→ Aufgabenstellung: Setze den Bericht über die Senatsabstimmung zu Salvinis Immunität im Anschluss an seinen letzten Satz fort.

→ Textauszug:
===

Die Mare Jonio mit 49 aus Seenot Geretteten an Bord durfte am Dienstagabend doch überraschend schnell im Hafen von Lampedusa anlegen. Foto: ANSA via AP

190 Menschen mussten tagelang auf der „Diciotti“ ausharren, bis sie in einen italienischen Hafen fahren konnten. Ein juristisches Nachspiel wird die Härte von Innenminister Salvini nicht haben. Der ließ am Dienstabend überraschend die „Mare Jonio“ in Lampedusa anlegen.

Rom - Der italienische Senat hat am Mittwoch gegen die Aufhebung der Immunität von Innenminister Matteo Salvini gestimmt. Damit wurde ein Prozess gegen den Lega-Chef abgewendet. Die Staatsanwaltschaft von Catania hatte gegen den 46-Jährigen Ermittlungen eingeleitet. Salvini hatte im vergangenen August dem Schiff „Diciotti“ der italienischen Küstenwache, das zeitweise 190 aus dem Mittelmeer gerettete Migranten an Bord hatte, untersagt, an einem italienischen Hafen anzulegen. Ermittelt wurde demnach wegen „Entführung, Amtsmissbrauch und illegaler Festnahme“.

===

→ Quelldaten:
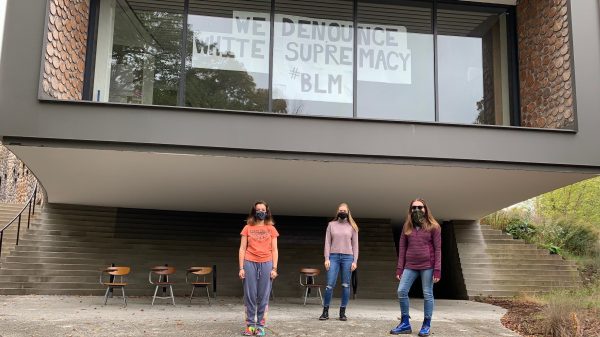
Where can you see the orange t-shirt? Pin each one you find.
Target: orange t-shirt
(260, 238)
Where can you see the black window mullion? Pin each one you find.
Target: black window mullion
(183, 53)
(90, 57)
(435, 60)
(272, 46)
(513, 68)
(354, 62)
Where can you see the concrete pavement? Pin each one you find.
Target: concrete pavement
(87, 316)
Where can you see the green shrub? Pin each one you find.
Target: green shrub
(552, 248)
(576, 238)
(503, 218)
(520, 229)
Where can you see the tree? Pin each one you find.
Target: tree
(577, 202)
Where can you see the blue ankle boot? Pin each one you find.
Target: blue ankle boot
(403, 328)
(425, 328)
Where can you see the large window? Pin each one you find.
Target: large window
(396, 60)
(414, 60)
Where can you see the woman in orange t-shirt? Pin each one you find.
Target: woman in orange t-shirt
(258, 259)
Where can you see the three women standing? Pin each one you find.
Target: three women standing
(419, 255)
(258, 258)
(341, 255)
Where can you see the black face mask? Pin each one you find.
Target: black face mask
(418, 217)
(260, 215)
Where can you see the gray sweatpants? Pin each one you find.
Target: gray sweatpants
(257, 288)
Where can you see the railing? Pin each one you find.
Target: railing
(29, 205)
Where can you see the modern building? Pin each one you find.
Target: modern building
(205, 106)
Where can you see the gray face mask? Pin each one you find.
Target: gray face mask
(260, 215)
(418, 217)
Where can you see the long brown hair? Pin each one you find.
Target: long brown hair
(251, 220)
(350, 218)
(429, 224)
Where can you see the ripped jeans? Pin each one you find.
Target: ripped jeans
(339, 262)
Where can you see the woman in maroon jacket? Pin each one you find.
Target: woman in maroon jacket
(420, 254)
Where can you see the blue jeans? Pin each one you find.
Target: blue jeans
(408, 278)
(339, 262)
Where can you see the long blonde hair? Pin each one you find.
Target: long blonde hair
(350, 218)
(429, 224)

===

→ Lösung:
Am Dienstagabend durfte die „Mare Jonio“, das Schiff der privaten Seenotrettungsorganisation „Mediterranea Saving Humans“, überraschend doch in den Hafen von Lampedusa einlaufen. Salvini hatte wenige Stunden zuvor noch betont, die 49 Migranten, die die Besatzung am Montag etwa 40 Seemeilen vor der libyschen Küste aus Seenot gerettet hatte, würden italienischen Boden nicht betreten können. Der Bürgermeister von Lampedusa hatte hingegen erklärt, der Hafen seiner Stadt sei für das Schiff offen.

Ermittlungen gegen Schiffsbesatzung

Das schnelle Einlenken Salvinis im Fall der „Mare Jonio“ dürfte damit begründet sein, dass italienische Behörden am Dienstagabend die Beschlagnahme des Schiffs angeordnet haben. Die Staatsanwaltschaft der sizilianischen Stadt Agrigent soll außerdem wegen Begünstigung illegaler Migration gegen die Besatzung des Schiffes ermitteln.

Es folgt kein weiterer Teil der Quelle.